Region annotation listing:
BEGIN
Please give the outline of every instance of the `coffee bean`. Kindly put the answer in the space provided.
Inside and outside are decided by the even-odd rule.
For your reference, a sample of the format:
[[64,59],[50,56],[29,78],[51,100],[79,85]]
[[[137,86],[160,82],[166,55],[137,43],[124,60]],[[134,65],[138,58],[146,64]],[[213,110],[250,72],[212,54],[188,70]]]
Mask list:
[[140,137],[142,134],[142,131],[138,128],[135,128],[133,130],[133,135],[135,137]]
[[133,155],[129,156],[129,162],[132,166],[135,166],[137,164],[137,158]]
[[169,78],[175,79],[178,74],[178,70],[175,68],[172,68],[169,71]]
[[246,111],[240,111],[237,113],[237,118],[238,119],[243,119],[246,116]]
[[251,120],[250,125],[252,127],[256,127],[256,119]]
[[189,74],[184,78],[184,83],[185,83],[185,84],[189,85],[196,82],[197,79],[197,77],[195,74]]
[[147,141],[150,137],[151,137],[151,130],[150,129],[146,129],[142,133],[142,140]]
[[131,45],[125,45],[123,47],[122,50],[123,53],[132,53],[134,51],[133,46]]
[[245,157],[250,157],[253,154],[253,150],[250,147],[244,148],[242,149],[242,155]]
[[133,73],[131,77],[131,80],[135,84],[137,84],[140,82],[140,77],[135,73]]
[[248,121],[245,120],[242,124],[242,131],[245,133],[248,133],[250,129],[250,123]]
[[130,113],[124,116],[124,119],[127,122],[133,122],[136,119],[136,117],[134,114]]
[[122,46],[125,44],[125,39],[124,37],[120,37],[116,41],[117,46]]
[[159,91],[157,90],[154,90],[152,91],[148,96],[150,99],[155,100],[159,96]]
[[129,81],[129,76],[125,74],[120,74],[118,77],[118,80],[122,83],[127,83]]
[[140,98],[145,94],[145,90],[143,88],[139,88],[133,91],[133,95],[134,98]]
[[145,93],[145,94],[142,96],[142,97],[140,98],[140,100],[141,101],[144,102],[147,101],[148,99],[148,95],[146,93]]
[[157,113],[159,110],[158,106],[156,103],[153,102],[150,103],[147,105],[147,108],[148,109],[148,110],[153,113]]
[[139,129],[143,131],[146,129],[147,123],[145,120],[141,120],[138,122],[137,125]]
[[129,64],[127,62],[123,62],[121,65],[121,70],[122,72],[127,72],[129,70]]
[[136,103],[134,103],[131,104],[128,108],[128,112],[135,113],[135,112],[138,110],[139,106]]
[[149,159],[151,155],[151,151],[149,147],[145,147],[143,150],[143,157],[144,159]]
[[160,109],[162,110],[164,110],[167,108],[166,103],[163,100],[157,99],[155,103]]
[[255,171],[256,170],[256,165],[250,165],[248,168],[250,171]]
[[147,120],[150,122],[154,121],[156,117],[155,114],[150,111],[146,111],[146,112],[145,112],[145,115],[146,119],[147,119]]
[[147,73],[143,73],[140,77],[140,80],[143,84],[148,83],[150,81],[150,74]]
END
DIRECTIONS
Copy the listing verbatim from its first line through the line containing "[[169,78],[175,79],[178,74],[178,70],[175,68],[172,68],[169,71]]", with both ends included.

CORRECT OUTPUT
Please give the outline of every instance of the `coffee bean`. Kindly put the answer in the space provided.
Inside and outside are decided by the even-odd rule.
For your reference, a sample of the format:
[[64,59],[50,56],[29,78],[51,100],[79,85]]
[[[137,86],[160,82],[166,55],[137,43],[124,60]],[[134,65],[138,58],[146,64]],[[213,110],[250,72],[212,54],[188,70]]]
Mask list:
[[140,137],[142,134],[142,131],[138,128],[135,128],[133,130],[133,135],[135,137]]
[[133,155],[129,156],[129,162],[132,166],[135,166],[137,164],[137,158]]
[[169,78],[175,79],[178,74],[178,70],[175,68],[172,68],[169,71]]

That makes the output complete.